[[ PROVIDED TEXT, beginning ]]

Specimens used in this work were molded in a temperature and humidity controlled environment (22 °C and 40%, respectively). It is important to note that the material had an appropriate pot life for the volume handled. According to Claro Neto15, not all crossed links occur during polymerization, i.e., they can go on occurring indefinitely, and an increase in the temperature can prompt their occurrence. Thus, specimens were polymerized in a micro-controlled kiln at 80 °C for 3 hours. This was done to promote residual polymerization as well as to reproduce the sterilization process to which this material is subject prior to implantation. Finally, specimens were faceted to ensure that transversal sections of the base and top were parallel and both perpendicular to their gyration axis.

After dimensional adjustment, strain gages were affixed using an appropriate adhesive made of cyanoacrilate resin: CC-36KYOWA (KYOWA, 2004b)23. The employed strain gages were biaxial (KFEL-2-120-D34) and uniaxial (KFEL-2-120-C1), which can measure strains up to 15%24. To collect data via strain gages, a Hottinger Baldwin Messetechnik GmbH (HBM) acquisition system (MGCplus model with AB22A/AB32) was used.

2.2. Methods

The compression tests followed ASTM D695-9625 specifications, which suggest that specimens have section ratio of 2:1 length/transversal—25.4 mm length and 12.7 mm diameter in this case. The test rate for the above specifications was 1.3 ± 0.3 mm/min. However, after some preliminary tests, 0.8 ± 0.05 mm/min proved to be the most adequate velocity for the evaluated material. At least 5 specimens were used in each type of test.

Tests were divided according to their characteristics:

  • Monotonic tests;
  • Cyclic creep tests with loading/unloading; and
  • Cyclic stress relaxation tests with loading/unloading.

[[ PROVIDED TEXT, end ]]

:: WORK INSTRUCTION ::
Which types of tests does the methods text list? Use only the methods text to answer.

[[ INPUT DATA, beginning ]]

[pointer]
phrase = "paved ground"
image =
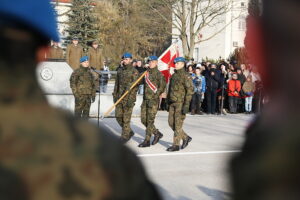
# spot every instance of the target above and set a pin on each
(199, 171)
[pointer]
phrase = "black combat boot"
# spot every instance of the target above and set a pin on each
(186, 142)
(157, 137)
(173, 148)
(145, 144)
(124, 140)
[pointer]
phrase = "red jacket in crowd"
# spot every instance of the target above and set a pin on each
(234, 85)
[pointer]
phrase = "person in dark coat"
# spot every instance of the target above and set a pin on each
(267, 168)
(212, 83)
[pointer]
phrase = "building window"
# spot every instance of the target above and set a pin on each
(242, 23)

[[ INPUT DATA, end ]]

:: SOLUTION BELOW ::
Monotonic tests; cyclic creep tests with loading/unloading; cyclic stress relaxation tests with loading/unloading.